___ DATA FOR PROCESSING

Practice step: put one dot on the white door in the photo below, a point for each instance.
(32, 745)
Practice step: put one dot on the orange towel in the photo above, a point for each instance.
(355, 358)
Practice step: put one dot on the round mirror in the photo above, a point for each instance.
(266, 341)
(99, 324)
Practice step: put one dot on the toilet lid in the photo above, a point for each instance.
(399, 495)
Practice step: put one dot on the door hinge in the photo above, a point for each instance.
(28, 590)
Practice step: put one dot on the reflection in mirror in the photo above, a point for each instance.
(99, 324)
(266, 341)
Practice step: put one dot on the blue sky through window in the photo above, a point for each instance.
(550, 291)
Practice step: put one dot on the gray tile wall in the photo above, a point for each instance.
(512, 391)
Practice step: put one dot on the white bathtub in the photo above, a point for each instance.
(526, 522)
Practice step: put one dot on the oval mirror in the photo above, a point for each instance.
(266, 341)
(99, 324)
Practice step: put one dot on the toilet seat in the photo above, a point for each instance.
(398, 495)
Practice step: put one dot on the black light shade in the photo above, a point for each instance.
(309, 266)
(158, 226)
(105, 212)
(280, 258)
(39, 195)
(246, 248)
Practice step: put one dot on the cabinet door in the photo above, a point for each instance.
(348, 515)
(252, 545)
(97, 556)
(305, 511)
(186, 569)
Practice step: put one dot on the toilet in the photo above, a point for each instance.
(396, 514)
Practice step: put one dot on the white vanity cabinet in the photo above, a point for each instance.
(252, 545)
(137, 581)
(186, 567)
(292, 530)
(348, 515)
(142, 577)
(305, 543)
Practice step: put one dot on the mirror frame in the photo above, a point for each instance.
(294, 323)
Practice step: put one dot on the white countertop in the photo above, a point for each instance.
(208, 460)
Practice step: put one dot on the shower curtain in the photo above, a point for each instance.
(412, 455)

______

Leave out every line before the one containing "Practice step: put one dot on the shower". Transcribe that line and all lines after it through the end of the data above, exactly.

Practice step: put one dot on the shower curtain in the photo above, a point for each instance.
(412, 455)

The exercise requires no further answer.